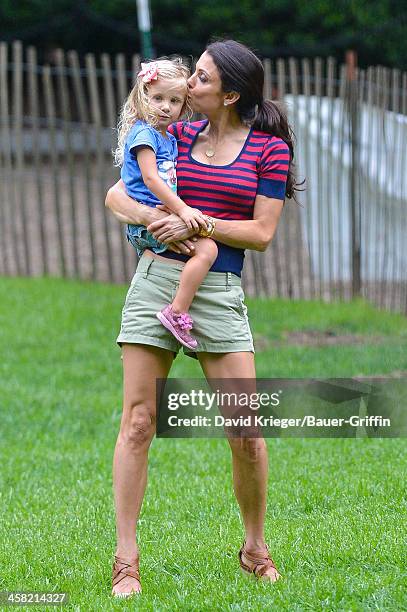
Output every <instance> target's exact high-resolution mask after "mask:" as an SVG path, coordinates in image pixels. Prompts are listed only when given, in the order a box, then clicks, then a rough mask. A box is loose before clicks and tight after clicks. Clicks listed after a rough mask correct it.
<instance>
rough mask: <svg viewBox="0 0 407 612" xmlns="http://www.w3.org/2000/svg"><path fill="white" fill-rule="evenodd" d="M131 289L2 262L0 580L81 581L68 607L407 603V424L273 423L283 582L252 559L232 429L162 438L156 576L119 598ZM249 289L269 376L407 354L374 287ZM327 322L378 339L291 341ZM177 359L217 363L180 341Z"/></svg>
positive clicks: (406, 362) (390, 603) (405, 334)
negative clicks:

|---|

◆ **PROBLEM REQUIREMENTS**
Reproduce the lines above word for word, leaving out the picture.

◆ **FINAL ANSWER**
Output every <instance> target's exact high-resolution mask after "mask:" as an SVG path, coordinates in image pixels. Prompts are listed only when given, in the order a box, then clicks, then a rough mask. A box is loose before clicks and tight after clicks. Clicks listed after a rough mask correct it.
<instance>
rough mask: <svg viewBox="0 0 407 612" xmlns="http://www.w3.org/2000/svg"><path fill="white" fill-rule="evenodd" d="M131 289L2 262L0 580L81 581L68 607L407 603V424L273 423L283 582L252 559L232 429L162 438L156 576L119 598ZM249 289L269 376L407 354L374 287ZM327 322L378 339L291 341ZM177 359L217 363L180 341Z"/></svg>
positive clicks: (406, 362) (390, 603) (405, 334)
negative clicks:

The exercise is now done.